◆ Problem details ◆
Put every line of the data below into a numbered list, leaving out any blank lines.

[Records from a data source]
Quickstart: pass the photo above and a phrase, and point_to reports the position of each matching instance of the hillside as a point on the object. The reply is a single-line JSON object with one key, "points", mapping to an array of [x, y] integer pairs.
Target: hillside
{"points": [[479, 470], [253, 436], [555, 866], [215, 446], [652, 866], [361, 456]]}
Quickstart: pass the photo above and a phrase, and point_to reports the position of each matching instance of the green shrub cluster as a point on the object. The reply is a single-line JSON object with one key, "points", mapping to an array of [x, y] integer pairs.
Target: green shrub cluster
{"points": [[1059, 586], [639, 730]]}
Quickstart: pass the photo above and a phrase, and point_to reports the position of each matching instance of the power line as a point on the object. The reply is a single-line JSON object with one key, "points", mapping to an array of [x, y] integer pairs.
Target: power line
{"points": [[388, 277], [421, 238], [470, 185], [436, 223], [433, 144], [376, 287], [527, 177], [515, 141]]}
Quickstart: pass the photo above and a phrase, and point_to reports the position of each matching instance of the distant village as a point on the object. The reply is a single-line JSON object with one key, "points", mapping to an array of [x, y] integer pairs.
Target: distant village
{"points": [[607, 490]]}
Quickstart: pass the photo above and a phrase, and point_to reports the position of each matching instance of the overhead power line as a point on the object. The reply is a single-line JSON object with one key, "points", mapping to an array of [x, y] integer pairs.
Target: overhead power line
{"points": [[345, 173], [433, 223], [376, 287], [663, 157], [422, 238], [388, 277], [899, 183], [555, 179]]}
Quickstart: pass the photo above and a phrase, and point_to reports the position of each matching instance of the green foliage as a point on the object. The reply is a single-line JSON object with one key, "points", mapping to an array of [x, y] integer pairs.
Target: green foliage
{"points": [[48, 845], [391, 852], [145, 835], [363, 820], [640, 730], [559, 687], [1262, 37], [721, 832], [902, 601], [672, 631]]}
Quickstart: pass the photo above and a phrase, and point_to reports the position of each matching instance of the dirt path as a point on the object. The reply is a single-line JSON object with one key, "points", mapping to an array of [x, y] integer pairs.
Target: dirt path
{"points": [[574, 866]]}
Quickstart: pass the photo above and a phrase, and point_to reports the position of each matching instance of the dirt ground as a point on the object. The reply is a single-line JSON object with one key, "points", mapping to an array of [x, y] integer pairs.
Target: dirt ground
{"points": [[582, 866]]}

◆ Written response ◆
1. Quickstart: pass the photo above and a phrase, and point_to reports the position of each matching instance of the hillside as a point on the object. The reply is a single-line JSON object with one key, "points", mapping to an array of [x, y] integer pairs.
2. Target: hillside
3. {"points": [[479, 470], [253, 436], [555, 866], [215, 446], [652, 866], [361, 456]]}
4. Quickstart: pass the photo above and a phrase, and point_to reports the position of each matching instance of the green shrub cluster as a point on the object. The reply is a single-line JSON object with one key, "points", mapping to an array of [x, y] integer pairs.
5. Target: green shrub cluster
6. {"points": [[1059, 586], [639, 730]]}
7. Quickstart: pass the photo above and a phrase, and point_to reports the position of each matching instance of the power line as a point on the object. The reply is a single-line JSON object with one key, "points", mapping to an array of [x, y] integer pairs.
8. Target: power line
9. {"points": [[388, 277], [421, 238], [470, 185], [436, 223], [433, 144], [376, 287], [527, 177], [515, 141]]}
10. Quickstart: pass the photo above and a phrase, and point_to reports the position of each matching instance of the distant village as a point on the object. The reply is a single-line JSON object with one key, "points", mapping to an array of [x, y] integer pairs.
11. Target: distant village
12. {"points": [[607, 490]]}
13. Quickstart: pass the photo above and a phrase, and point_to reports the position of each matching instance of the overhead power line as a point on the object. The reply is a single-line JSON object with one key, "points", mapping to an array of [x, y] integer pairs.
14. Target: overhead power line
15. {"points": [[345, 173], [433, 223], [376, 287], [663, 157], [422, 238], [388, 277], [899, 183], [555, 179]]}
16. Quickstart: pass the photo above and a phrase, and point_to reports the position of each matching instance of the green foliage as a point on the object. The reply is a single-line JSON object with one key, "points", mapping to an array of [x, y] integer pairs.
17. Target: green foliage
18. {"points": [[48, 845], [391, 852], [145, 835], [363, 820], [640, 730], [559, 687], [1262, 37], [721, 832], [902, 601], [672, 631]]}
19. Quickstart: pass the photo above and a phrase, and point_to reports the position of each matching instance of the dirt path as a point on the object. The reply is a single-line JSON object with one key, "points", mapping to an array of [x, y] integer pairs.
20. Target: dirt path
21. {"points": [[574, 866]]}
22. Quickstart: pass the photo above and a phrase, and point_to reports the position of each matching instance of the dirt ground as a point on the object. The reply is a single-line JSON object with one key, "points", mapping to an array of [x, y] integer pairs.
23. Target: dirt ground
24. {"points": [[582, 866]]}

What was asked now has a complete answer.